Consegna: Estrai dall'elenco qui sotto tutte le righe in cui compare la parola "green", rispettando maiuscole e minuscole.

Elenco fornito:

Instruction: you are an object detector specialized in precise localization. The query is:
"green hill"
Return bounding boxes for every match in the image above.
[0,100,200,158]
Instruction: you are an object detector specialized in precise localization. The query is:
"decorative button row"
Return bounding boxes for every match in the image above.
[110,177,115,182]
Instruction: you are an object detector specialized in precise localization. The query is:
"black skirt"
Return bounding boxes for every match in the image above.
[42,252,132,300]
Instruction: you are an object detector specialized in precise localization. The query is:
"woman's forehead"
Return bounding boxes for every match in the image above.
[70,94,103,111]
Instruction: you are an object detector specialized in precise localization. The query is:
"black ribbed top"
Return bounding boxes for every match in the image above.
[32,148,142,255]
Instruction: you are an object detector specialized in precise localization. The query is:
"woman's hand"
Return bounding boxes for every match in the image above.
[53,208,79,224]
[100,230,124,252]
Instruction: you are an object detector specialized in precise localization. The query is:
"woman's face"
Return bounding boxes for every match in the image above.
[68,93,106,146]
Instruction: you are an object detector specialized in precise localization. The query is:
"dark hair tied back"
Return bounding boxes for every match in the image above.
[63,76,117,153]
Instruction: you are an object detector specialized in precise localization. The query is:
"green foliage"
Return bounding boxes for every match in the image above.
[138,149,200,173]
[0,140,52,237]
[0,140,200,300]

---

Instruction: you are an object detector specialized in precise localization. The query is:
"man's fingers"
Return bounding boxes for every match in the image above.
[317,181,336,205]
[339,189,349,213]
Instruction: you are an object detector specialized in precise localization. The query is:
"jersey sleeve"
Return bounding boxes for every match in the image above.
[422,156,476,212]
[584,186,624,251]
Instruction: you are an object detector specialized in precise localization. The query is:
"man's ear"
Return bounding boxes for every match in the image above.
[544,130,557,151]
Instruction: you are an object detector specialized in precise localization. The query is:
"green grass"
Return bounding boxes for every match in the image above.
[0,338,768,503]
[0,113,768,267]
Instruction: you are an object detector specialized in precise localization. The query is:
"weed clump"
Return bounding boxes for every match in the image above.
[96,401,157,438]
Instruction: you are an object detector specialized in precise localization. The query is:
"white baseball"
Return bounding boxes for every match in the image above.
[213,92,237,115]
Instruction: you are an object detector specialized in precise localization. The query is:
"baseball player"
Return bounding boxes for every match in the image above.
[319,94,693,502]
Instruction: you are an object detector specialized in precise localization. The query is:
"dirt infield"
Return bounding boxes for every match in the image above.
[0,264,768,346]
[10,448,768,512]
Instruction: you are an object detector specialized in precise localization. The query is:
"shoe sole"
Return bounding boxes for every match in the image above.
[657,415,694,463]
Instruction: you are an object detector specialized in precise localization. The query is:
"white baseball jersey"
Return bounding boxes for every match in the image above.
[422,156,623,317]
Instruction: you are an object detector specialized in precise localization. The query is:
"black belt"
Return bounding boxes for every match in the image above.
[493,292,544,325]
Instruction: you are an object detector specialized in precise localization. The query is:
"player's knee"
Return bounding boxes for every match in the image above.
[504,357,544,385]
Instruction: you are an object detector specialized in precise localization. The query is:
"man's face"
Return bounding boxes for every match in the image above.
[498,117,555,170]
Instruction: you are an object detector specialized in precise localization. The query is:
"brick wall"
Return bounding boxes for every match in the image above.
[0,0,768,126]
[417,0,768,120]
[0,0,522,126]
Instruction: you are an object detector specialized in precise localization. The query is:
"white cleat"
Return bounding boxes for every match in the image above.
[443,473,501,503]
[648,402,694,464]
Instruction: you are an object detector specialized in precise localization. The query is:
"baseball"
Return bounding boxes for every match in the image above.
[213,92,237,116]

Risposta:
"green hill"
"green foliage"
"green grass"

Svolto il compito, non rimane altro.